>> start

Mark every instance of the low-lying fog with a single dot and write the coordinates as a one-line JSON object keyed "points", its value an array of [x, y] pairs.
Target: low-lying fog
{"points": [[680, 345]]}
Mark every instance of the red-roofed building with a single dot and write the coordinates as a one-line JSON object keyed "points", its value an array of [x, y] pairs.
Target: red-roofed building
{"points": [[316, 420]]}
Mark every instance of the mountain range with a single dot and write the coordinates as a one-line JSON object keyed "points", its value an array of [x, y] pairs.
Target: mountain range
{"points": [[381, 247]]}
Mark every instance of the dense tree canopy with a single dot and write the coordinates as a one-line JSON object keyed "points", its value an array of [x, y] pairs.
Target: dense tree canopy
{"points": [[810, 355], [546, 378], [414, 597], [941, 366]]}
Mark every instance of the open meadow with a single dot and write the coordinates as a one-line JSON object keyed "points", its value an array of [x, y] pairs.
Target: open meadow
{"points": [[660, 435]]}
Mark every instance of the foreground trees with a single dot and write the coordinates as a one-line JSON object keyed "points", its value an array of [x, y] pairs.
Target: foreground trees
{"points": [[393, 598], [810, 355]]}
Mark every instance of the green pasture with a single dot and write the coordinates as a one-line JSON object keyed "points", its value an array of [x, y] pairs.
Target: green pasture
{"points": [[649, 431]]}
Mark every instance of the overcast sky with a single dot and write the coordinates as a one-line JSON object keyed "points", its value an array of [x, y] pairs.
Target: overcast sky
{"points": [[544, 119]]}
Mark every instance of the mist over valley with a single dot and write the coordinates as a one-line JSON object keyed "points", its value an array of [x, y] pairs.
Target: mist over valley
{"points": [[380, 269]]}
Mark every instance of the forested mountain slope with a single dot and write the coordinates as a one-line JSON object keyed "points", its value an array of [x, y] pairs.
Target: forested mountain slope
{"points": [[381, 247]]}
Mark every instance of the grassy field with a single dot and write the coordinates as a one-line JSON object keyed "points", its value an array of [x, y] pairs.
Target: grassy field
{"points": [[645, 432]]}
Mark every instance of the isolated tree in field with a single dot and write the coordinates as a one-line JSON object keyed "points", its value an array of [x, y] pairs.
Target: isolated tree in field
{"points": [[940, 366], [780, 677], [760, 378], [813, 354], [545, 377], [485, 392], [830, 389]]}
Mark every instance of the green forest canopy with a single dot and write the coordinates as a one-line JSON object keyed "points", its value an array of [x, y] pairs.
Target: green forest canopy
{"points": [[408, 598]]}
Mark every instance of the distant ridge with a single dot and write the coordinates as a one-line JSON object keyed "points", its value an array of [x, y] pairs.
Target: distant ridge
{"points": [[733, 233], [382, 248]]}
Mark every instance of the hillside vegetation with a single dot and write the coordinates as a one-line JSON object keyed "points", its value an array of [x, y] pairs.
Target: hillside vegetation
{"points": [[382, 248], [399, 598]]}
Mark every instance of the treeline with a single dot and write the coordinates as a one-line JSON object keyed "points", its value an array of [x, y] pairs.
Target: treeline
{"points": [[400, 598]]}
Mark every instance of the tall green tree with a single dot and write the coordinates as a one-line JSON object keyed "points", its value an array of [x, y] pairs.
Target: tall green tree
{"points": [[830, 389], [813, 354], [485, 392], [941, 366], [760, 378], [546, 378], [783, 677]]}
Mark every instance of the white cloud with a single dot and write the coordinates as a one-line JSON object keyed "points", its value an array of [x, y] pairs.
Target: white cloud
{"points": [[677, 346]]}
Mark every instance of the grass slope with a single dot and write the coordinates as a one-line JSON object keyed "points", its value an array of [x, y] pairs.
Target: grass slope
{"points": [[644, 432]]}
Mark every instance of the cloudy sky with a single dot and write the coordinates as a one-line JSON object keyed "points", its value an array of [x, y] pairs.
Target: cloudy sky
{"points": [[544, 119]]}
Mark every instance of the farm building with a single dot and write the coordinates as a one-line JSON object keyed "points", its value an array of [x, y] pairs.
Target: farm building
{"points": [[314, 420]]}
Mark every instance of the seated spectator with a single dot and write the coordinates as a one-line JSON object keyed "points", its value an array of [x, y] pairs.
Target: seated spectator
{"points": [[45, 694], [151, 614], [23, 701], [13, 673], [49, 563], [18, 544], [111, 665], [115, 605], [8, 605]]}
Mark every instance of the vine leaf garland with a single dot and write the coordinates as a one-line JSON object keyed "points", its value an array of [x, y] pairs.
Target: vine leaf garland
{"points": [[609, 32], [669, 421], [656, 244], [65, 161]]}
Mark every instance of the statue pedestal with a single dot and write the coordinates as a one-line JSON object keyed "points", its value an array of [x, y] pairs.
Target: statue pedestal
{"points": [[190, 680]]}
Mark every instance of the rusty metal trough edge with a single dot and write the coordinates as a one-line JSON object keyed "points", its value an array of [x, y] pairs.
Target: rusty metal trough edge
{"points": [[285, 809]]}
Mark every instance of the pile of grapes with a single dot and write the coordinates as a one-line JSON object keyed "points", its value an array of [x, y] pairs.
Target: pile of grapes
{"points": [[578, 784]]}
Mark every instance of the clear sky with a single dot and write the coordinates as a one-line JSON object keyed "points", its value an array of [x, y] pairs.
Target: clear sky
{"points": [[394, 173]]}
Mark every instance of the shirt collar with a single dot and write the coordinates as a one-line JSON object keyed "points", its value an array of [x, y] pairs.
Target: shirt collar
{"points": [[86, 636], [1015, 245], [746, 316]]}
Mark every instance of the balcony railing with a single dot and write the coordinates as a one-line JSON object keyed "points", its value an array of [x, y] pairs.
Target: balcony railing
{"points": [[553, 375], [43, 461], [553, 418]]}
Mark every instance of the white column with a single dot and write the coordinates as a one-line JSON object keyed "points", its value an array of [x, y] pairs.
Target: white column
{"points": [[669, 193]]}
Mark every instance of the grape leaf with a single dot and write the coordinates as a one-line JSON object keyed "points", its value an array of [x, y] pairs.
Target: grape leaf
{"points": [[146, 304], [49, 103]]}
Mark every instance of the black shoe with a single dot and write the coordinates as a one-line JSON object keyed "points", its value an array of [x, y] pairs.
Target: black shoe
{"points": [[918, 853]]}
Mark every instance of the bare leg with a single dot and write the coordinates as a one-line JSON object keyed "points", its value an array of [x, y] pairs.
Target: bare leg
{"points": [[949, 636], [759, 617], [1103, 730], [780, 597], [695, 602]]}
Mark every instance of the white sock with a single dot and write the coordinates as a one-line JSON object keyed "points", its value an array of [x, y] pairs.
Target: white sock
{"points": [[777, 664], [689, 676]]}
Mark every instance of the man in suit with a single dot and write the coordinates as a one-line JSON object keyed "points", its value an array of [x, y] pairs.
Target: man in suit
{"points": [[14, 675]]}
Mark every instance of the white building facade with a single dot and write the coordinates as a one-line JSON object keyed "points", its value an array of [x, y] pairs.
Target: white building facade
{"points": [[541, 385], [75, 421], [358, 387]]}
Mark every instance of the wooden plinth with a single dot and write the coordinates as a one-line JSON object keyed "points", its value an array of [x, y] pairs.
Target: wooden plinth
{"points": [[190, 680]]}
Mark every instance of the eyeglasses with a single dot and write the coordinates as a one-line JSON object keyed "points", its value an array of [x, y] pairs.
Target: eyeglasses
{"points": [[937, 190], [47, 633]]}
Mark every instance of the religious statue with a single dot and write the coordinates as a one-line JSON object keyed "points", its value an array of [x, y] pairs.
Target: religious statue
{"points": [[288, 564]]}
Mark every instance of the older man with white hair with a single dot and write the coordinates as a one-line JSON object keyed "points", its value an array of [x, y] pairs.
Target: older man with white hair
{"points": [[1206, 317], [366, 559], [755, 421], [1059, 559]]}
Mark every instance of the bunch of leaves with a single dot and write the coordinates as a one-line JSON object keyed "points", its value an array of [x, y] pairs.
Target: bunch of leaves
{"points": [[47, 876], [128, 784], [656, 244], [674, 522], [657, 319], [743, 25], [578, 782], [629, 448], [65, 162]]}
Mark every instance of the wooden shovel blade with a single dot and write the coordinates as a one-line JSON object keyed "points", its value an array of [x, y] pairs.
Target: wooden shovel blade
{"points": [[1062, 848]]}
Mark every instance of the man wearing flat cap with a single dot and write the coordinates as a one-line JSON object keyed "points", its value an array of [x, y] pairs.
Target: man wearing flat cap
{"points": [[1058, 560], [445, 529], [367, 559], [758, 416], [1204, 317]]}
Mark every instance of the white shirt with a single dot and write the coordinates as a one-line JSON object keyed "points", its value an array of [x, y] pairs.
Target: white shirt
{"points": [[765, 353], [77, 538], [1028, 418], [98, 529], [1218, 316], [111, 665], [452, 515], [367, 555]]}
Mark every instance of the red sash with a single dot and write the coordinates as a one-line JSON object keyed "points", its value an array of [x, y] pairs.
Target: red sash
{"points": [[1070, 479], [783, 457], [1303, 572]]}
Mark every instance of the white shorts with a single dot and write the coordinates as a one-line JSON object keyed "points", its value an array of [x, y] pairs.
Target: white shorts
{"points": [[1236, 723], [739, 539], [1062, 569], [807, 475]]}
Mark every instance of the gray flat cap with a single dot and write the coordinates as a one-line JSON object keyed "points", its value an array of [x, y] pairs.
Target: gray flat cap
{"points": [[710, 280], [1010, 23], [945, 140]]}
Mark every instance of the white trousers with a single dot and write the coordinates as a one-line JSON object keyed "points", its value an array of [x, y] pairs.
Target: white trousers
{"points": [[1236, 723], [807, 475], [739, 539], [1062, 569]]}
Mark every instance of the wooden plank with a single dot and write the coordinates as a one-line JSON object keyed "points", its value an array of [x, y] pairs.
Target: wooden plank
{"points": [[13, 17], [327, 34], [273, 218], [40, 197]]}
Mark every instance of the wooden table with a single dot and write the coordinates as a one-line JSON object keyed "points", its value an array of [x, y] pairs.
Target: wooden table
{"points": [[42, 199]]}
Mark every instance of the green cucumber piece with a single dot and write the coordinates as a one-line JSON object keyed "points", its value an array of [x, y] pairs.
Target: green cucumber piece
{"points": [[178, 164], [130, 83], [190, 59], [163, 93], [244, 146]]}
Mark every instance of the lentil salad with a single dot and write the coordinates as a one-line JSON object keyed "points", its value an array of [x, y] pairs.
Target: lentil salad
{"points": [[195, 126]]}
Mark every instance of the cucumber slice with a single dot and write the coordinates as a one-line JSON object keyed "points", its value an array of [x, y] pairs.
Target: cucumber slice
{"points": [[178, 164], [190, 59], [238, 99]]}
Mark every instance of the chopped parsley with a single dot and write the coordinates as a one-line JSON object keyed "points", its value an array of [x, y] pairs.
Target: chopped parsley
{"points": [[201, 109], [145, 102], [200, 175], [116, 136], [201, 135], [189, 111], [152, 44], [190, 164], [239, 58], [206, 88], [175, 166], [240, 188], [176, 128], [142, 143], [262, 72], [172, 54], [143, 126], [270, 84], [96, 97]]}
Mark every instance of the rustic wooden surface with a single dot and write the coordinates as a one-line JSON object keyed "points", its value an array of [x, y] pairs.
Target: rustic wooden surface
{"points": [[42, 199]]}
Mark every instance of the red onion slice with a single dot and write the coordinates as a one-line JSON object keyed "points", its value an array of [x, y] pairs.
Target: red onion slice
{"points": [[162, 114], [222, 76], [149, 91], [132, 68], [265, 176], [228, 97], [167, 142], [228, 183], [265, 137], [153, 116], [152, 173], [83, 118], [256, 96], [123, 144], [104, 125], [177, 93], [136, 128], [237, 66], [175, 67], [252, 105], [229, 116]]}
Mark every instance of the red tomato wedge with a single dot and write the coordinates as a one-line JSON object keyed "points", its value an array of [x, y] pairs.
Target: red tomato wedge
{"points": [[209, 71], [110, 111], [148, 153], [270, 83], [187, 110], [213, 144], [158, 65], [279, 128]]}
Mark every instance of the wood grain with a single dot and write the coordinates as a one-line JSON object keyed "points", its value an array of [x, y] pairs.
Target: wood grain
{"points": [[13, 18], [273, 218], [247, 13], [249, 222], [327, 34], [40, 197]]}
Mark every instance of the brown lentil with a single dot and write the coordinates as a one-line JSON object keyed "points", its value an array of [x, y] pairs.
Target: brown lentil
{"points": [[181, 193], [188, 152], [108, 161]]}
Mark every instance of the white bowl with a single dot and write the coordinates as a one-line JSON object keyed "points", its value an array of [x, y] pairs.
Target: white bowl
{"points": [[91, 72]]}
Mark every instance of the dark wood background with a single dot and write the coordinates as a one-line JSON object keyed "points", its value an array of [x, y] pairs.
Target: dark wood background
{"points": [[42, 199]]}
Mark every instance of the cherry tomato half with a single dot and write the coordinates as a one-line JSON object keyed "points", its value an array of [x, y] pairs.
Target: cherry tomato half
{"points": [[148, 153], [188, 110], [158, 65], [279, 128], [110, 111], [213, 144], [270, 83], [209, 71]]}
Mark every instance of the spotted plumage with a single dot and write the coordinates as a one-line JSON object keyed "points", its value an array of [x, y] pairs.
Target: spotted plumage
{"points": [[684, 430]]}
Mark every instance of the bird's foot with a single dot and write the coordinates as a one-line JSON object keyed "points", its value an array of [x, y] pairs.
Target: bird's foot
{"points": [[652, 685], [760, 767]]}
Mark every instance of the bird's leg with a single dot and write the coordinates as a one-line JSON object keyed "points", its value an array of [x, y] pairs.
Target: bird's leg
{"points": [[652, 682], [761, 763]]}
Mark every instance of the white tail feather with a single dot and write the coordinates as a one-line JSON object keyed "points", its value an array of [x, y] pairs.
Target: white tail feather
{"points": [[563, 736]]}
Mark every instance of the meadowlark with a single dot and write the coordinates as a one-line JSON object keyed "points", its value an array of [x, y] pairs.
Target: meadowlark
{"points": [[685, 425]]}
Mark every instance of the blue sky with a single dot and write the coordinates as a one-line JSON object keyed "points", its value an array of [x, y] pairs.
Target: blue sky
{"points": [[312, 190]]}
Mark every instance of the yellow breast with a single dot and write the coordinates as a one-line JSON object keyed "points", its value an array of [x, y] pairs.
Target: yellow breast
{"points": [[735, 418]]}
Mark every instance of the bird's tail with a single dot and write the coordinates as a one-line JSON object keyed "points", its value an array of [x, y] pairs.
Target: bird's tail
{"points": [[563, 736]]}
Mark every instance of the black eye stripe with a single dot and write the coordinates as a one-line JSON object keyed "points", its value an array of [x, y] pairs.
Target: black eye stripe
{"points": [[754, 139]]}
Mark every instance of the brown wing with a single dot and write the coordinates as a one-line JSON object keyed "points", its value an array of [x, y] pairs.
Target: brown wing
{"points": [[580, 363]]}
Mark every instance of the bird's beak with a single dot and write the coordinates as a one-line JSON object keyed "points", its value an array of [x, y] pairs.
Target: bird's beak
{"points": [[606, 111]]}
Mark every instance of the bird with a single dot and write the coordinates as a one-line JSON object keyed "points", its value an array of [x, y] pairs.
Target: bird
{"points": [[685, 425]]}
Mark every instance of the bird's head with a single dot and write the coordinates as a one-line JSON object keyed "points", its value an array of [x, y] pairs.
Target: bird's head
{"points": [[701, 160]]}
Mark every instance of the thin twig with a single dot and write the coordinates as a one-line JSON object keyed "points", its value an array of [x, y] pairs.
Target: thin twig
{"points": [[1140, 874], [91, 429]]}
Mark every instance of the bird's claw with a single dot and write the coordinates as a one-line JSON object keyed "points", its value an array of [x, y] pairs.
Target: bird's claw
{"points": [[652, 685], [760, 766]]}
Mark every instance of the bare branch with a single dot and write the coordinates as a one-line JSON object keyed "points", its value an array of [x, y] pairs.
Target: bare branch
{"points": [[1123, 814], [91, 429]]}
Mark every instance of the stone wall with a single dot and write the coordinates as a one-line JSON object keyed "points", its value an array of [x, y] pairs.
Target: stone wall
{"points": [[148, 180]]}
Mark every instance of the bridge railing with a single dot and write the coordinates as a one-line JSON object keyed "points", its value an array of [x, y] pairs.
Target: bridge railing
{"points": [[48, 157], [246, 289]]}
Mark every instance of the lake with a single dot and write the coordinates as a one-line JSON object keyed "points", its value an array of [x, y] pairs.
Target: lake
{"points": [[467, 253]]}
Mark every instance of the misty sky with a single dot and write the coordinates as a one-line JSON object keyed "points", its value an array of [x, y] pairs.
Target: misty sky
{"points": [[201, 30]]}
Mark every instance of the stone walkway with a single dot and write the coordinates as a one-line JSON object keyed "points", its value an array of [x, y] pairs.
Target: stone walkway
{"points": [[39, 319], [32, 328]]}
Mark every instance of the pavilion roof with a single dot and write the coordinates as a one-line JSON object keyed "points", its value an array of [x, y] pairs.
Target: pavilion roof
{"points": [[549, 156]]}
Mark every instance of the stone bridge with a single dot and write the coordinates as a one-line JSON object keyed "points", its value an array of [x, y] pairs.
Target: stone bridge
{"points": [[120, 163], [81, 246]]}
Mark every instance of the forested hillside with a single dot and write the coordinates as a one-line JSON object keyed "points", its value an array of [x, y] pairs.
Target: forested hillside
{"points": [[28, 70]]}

>> end

Exactly as written, give the line containing "Mark every instance of the misty" and all remaining lines of the records.

Mark every instance of the misty sky with a single dot and write the coordinates as a one-line JSON object keyed "points", its value an array of [x, y] pairs.
Target: misty sky
{"points": [[201, 30]]}
Mark every instance of the stone walkway with a single dot and write the coordinates as a one-line JSON object keyed "points", its value an array of [x, y] pairs.
Target: stone walkway
{"points": [[39, 319], [32, 328]]}
Mark every instance of the pavilion roof with a single dot and write the coordinates as a one-line JSON object keyed "points", its value an array of [x, y] pairs.
Target: pavilion roof
{"points": [[549, 156]]}
Mark every instance of the stone bridge with a single dot and write the coordinates as a one-line JSON object keyed "points", its value an array of [x, y] pairs.
Target: stone bridge
{"points": [[120, 163], [81, 246]]}
Mark every instance of the forested hillside with a single dot and write the coordinates as a one-line JSON object keyed "points", its value an array of [x, y] pairs.
Target: forested hillside
{"points": [[28, 70]]}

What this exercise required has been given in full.